**RECORDS SHOWN**
=== Begin Enclosure ===

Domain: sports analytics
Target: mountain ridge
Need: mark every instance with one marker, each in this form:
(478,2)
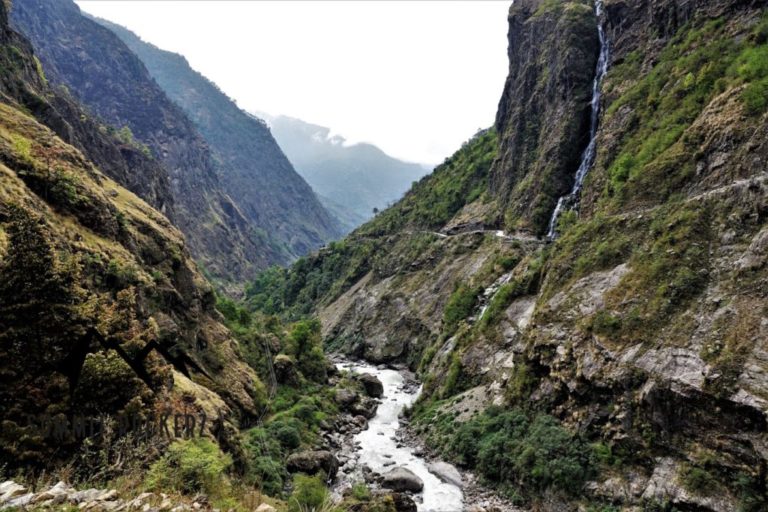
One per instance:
(357,178)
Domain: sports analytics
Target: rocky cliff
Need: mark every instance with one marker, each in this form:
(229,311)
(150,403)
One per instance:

=== End Enclosure ===

**WORK REQUEST**
Output the records exactly, please. The pictures are not part of the copy.

**FINISHED TASK**
Domain: sports analytics
Target: mountain ridge
Need: mark every instance with one marker, each in this form:
(478,2)
One per instance:
(357,178)
Domain: sports analytics
Target: rocky cliff
Need: mark every instance with one marker, each in this form:
(229,311)
(150,403)
One per instance:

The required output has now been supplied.